◆ **DIRECTIONS**
Output every line below exactly.

[Region pointing data]

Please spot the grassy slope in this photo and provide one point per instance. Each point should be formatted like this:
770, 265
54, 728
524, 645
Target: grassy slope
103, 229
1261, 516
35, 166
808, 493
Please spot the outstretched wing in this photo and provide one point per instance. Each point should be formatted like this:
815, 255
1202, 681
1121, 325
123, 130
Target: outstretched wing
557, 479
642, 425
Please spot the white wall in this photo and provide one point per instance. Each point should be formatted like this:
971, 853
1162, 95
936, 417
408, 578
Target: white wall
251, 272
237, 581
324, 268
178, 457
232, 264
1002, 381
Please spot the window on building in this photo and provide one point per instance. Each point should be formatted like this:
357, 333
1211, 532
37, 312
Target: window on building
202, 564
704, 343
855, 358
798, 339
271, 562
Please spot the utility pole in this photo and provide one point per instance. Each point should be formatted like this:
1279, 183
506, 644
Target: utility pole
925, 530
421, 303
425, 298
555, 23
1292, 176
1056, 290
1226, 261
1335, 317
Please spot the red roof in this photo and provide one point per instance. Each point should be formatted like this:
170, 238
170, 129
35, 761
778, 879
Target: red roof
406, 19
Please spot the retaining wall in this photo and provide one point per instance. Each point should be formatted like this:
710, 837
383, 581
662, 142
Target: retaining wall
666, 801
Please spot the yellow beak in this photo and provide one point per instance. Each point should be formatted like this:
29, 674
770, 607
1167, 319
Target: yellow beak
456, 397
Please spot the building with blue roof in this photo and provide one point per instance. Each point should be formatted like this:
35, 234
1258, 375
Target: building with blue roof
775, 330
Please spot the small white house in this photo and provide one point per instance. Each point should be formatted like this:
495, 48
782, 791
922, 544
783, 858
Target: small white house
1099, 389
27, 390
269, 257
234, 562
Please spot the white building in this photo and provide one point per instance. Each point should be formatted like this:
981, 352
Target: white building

◆ **SOLUTION TO THE EXERCISE**
Please spot the grassy slope in this photo and provide one point per instance. Each point should be formatted like this:
770, 265
54, 728
524, 645
Target: grassy slope
103, 229
1261, 516
35, 166
808, 493
Please spot the outstretched wing in this photo and provide one point per instance. Each point should be formatted like this:
815, 255
1202, 681
1121, 325
123, 130
Target: outstretched wing
557, 479
642, 425
Please spot the white wall in this photo and provide one point per instance. Each point should be formatted like this:
971, 853
1162, 95
936, 417
408, 578
Target: white wall
251, 272
237, 581
324, 268
178, 457
232, 264
1002, 381
Please spot the window on building in this photo and provide one point per instance. Each point should be formatted like this:
357, 333
1211, 532
37, 312
Target: window on building
202, 564
704, 343
855, 358
798, 339
271, 562
Please spot the utility pole in this photo and provide one point per instance. Each point should be formatted like this:
1279, 183
506, 644
Target: utility pole
925, 530
421, 303
425, 298
555, 23
1292, 176
1056, 290
1226, 261
1335, 317
Please spot the red roof in this photo and provide one point per instance. Each point should be formatted like this:
170, 238
170, 129
35, 761
778, 879
Target: red roof
406, 19
Please spot the retaining wall in this photo and provide one point per instance. Each point should be formatted like this:
710, 837
383, 581
662, 142
Target: retaining wall
666, 801
Please spot the yellow beak in this photo and provide one point per instance. Each point should be formatted like this:
29, 674
770, 607
1167, 319
Target: yellow beak
456, 397
Please spot the building with blue roof in this photo and provide one point per instance. Each point should be formatted like this:
35, 234
1258, 375
Target: building with blue roof
775, 330
Please spot the small white house in this photo and provide one point per instance. Each point should be formatted like this:
495, 48
782, 791
922, 544
783, 858
Target: small white house
1099, 389
27, 390
269, 257
234, 562
Please spot the white building in this photo and provide one point per instance. Each point should be formatted like this:
981, 352
Target: white building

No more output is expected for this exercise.